DATASET EXCERPTS:

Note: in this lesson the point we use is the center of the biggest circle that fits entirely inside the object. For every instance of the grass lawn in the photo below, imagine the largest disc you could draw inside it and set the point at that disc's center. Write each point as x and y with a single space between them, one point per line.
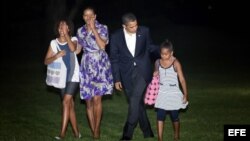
219 94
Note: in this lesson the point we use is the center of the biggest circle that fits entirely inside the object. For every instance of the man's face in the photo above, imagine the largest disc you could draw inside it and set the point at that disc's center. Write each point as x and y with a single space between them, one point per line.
131 27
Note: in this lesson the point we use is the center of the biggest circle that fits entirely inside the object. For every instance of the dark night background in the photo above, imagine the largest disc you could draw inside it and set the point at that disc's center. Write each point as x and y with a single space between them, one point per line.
210 38
30 23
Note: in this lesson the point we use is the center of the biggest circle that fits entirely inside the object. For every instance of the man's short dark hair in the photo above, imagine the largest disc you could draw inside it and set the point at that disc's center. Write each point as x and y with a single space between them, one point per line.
128 17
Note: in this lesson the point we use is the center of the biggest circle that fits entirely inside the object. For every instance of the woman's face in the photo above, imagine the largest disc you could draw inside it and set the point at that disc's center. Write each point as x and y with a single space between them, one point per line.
88 15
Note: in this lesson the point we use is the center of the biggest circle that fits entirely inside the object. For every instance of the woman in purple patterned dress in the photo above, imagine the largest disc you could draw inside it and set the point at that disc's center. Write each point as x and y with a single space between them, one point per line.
96 77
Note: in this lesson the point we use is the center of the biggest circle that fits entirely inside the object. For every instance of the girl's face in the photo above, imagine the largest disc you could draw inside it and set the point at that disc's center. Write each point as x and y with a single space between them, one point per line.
166 54
88 15
63 28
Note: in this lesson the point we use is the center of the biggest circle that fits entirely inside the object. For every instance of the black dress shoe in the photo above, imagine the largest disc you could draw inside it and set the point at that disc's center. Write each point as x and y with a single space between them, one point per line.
149 136
125 138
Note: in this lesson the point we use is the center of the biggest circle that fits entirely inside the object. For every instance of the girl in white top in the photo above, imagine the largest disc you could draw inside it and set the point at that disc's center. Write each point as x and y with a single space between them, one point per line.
170 97
68 45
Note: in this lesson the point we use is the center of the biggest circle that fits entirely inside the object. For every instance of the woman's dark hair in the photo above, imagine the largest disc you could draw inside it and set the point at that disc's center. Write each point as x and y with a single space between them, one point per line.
128 17
68 22
167 44
90 8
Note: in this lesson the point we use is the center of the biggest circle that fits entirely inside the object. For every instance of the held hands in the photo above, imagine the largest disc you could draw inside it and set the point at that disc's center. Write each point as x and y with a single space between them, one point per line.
60 53
92 23
118 86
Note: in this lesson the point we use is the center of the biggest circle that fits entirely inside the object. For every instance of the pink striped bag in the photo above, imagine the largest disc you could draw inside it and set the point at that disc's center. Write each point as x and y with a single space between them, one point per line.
152 91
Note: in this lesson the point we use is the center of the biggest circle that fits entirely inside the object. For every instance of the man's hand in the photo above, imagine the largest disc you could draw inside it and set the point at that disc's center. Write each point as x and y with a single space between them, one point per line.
118 86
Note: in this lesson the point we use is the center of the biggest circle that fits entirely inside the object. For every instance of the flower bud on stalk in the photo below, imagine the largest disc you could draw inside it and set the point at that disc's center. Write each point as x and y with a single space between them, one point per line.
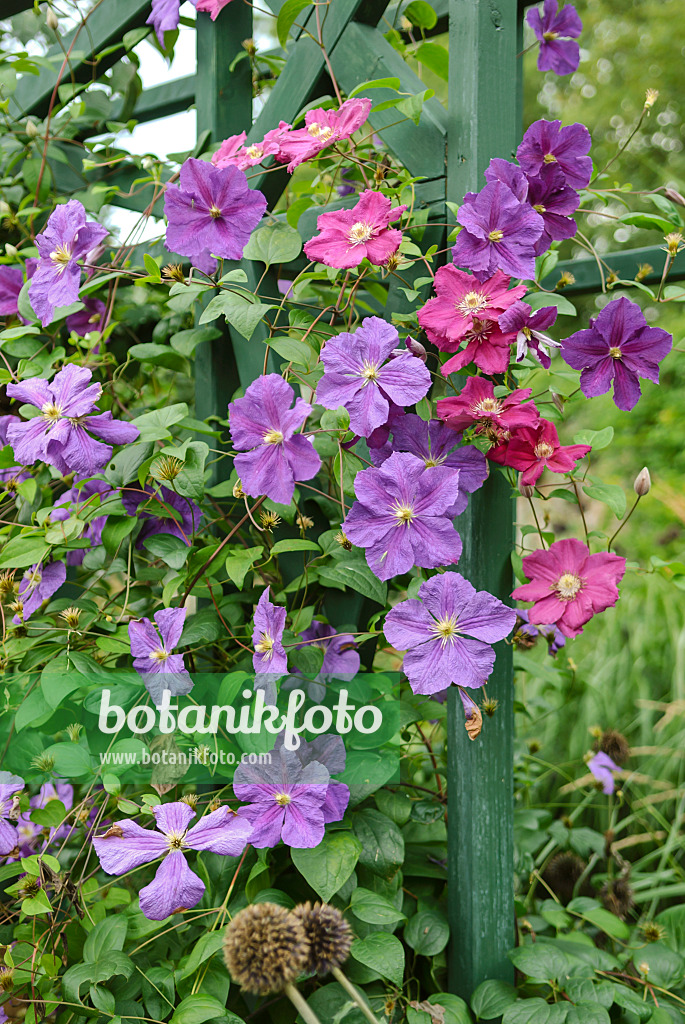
642 483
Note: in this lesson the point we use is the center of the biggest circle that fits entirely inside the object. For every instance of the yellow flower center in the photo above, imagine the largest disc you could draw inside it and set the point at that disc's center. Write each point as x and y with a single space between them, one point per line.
445 629
51 412
360 231
472 302
61 256
265 646
567 586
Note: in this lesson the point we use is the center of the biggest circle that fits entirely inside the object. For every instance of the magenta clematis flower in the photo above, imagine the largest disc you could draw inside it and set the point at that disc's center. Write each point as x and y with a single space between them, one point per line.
269 656
555 638
174 888
476 406
361 376
531 450
401 515
212 211
262 426
38 584
602 767
163 511
547 142
68 238
287 800
323 128
11 283
341 658
61 434
447 633
436 443
347 237
568 585
555 202
9 786
232 152
618 347
556 32
499 233
527 327
461 301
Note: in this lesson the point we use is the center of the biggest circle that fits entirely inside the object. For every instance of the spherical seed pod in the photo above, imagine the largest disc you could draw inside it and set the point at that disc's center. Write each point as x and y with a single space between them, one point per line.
265 948
329 934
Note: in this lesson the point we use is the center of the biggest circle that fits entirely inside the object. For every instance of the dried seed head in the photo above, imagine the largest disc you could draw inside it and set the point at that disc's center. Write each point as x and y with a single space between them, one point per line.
269 520
265 948
615 744
642 483
329 934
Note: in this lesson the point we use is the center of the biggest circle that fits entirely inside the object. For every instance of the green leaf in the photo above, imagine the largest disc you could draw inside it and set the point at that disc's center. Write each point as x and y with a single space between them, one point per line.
197 1009
275 243
421 14
24 551
383 953
374 908
427 933
328 866
287 17
608 494
240 311
491 998
597 438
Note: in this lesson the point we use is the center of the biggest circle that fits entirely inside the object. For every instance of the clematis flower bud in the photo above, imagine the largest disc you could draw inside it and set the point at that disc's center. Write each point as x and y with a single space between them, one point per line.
642 483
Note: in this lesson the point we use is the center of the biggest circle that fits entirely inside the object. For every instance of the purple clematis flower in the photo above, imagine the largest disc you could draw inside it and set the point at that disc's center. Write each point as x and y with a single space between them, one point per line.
436 443
286 800
447 633
527 327
11 283
401 515
9 786
555 638
499 233
165 511
175 887
602 768
213 211
556 32
269 657
547 142
618 347
555 202
263 425
68 238
39 583
61 434
361 376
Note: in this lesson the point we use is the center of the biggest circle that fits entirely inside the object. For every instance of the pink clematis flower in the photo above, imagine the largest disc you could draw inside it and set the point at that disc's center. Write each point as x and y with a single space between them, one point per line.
461 301
347 237
532 450
323 128
568 585
476 406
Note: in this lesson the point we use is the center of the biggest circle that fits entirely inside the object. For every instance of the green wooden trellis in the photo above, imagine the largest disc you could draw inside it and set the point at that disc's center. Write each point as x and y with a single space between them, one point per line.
450 151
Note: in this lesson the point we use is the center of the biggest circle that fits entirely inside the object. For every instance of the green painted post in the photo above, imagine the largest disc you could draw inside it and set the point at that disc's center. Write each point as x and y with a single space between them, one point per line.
223 101
483 122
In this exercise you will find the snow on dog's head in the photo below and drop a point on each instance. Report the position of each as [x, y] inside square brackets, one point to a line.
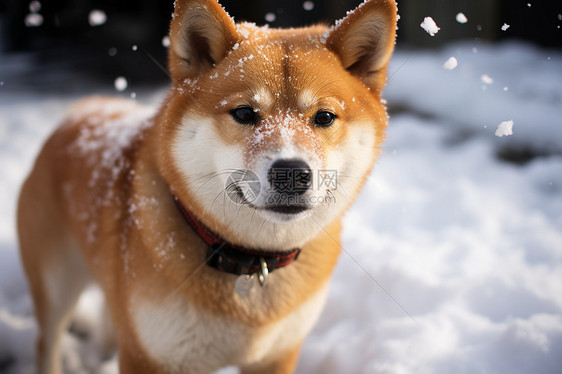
[299, 110]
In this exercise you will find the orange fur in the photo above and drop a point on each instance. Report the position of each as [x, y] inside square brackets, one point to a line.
[98, 203]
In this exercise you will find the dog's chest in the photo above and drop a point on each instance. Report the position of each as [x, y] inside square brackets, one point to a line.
[177, 335]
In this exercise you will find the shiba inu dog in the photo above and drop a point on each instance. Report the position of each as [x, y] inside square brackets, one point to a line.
[211, 225]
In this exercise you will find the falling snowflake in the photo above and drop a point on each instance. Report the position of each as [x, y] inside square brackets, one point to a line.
[505, 129]
[450, 64]
[430, 26]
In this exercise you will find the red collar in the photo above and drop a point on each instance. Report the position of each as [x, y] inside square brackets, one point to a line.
[230, 258]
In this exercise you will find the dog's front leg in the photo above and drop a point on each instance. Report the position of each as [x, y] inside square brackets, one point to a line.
[282, 364]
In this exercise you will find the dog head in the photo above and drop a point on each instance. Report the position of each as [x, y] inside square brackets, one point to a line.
[268, 134]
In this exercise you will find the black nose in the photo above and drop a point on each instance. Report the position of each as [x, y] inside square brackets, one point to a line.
[290, 176]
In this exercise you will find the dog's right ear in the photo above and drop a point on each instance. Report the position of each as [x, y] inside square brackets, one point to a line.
[201, 34]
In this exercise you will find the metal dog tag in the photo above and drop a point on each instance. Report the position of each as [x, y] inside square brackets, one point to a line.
[244, 284]
[263, 273]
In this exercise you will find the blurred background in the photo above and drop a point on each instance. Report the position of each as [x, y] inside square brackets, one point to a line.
[96, 36]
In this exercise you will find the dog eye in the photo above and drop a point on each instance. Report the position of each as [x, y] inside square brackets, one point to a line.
[244, 115]
[324, 119]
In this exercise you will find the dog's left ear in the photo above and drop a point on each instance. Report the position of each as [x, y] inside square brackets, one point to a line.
[201, 34]
[364, 41]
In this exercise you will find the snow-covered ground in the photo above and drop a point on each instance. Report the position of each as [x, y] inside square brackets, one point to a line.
[452, 256]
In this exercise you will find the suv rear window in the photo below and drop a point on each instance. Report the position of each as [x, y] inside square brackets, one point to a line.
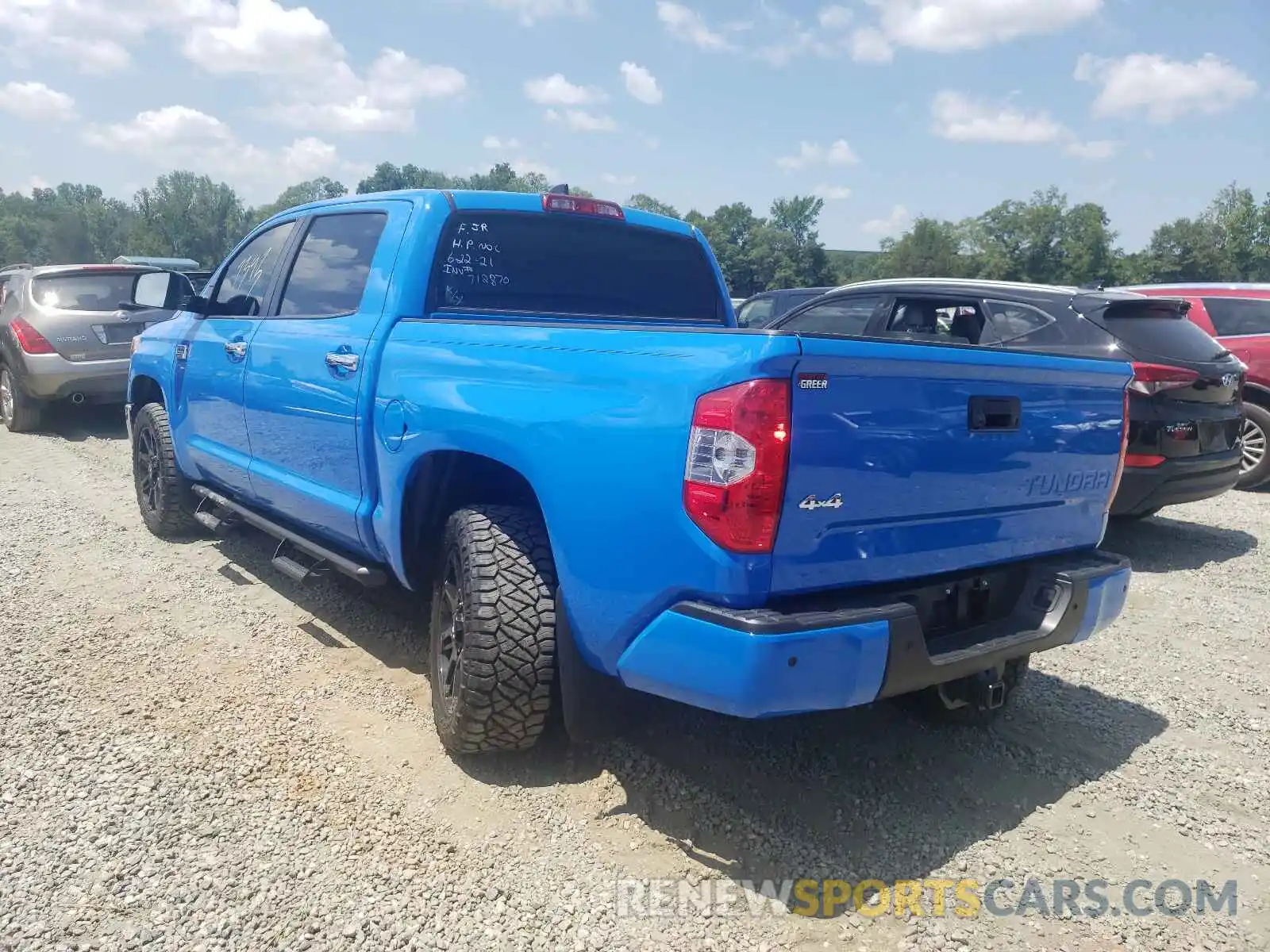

ABOUT THIS TASK: Leaving out all pictures, repeat word for word the lines from the one containing "In this exercise you will find the dog head" through the final line of the material above.

SOLUTION TO THE PROBLEM:
In this exercise you will find the dog head in the photo above and drop a point on each instance. Report the position of each as [x, y] inside square brackets, one point to a line.
[268, 134]
In this exercise you will find the black nose in the photo above and drop a point on each instance. Report the position of each as [x, y] inside square brackets, one point to a line.
[290, 176]
In this exercise you will find the dog's right ear in the photo above and drop a point on each instance. Report the position of each as [x, y] inside square brackets, one point to a line.
[201, 34]
In this exercise you will find the metal dog tag in the photo above and drop a point on each instance. Report the position of each as [x, y] inside square brackets, one point to a line.
[244, 284]
[263, 273]
In this exercise you will find the blurred background in the photo above and drop a point on each instance. Report the position of each as [x, y] inside square brackets, one point to a line.
[96, 36]
In this exercise you will find the dog eye in the photo above and drop a point on each instance. Report the position of each as [x, y] inside square brackets, one point to a line.
[244, 115]
[324, 119]
In this exercise you will find the dog's left ear in the photo above and drop a point on each instance. Report the position of each as [x, y] inside square brackets, one point to a line.
[201, 34]
[364, 41]
In this exercise you will find the snow-covered ground in the photo above and drop a point on each instance. Report the position of each as [x, y] inside square brackets, one point to a line.
[452, 256]
In this exercise you will find the suv rear window in the photo below and drop a point on each instance. Report the position of each as [x, y] inside square brackets, one point to a line.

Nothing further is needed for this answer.